Start of Excerpted passage

How Our RAG Pipeline Works

What is RAG?

RAG stands for Retrieval Augmented Generation. It's a technique that combines two things: a search system that finds relevant content, and a language model that generates answers from that content.

Instead of asking an AI to answer from its training data, RAG makes the AI answer from a specific set of documents you provide. Think of it as giving the AI a closed-book exam with only your notes allowed.

Step 1 — You upload a document

When you upload a PDF, paste text, or add a URL, Kognix reads the full content and breaks it into overlapping chunks of roughly 500 words each, with 50 words of overlap between chunks so context isn't lost at boundaries.

Step 2 — We convert chunks to embeddings

Each chunk is passed through an embedding model (we use OpenAI's text-embedding-3-small) which converts the text into a list of numbers — a vector — that represents the semantic meaning of that chunk. Similar chunks produce similar vectors.

These vectors are stored in Pinecone, a vector database, under your personal namespace so your documents never mix with another user's.

Step 3 — You ask a question

When you type a question, Kognix converts your question into an embedding using the same model. It then searches Pinecone for the 5 chunks whose vectors are most similar to your question's vector.

This is called cosine similarity search — it finds chunks that are semantically similar to your question, not just keyword-matching.

Step 4 — Claude answers from your chunks

The top 5 retrieved chunks are injected into a structured prompt sent to Claude. The prompt instructs Claude to answer only from the provided context and to cite which chunk each part of the answer came from.

Claude then streams the answer back token by token — which is why you see it appear word by word in real time.

The entire pipeline — upload to answer — takes under 3 seconds for most documents. Embedding runs in parallel with chunking to minimize latency.

Why this matters for accuracy

Because Claude only sees your chunks, it cannot hallucinate from training data. If the answer isn't in your documents, Claude will say so. The citation trail means every answer is verifiable — you can check the exact passage it came from.

End of Excerpted passage
Start of Data segment

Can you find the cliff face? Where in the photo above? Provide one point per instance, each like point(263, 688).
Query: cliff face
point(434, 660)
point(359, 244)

End of Data segment

Directions for this task :: According to the RAG pipeline page, how many chunks does Kognix pull from Pinecone for each question? The material above comes from a separate source, not from the RAG pipeline page.

Exercise output :: Five chunks, the ones whose vectors are most similar to the question's vector.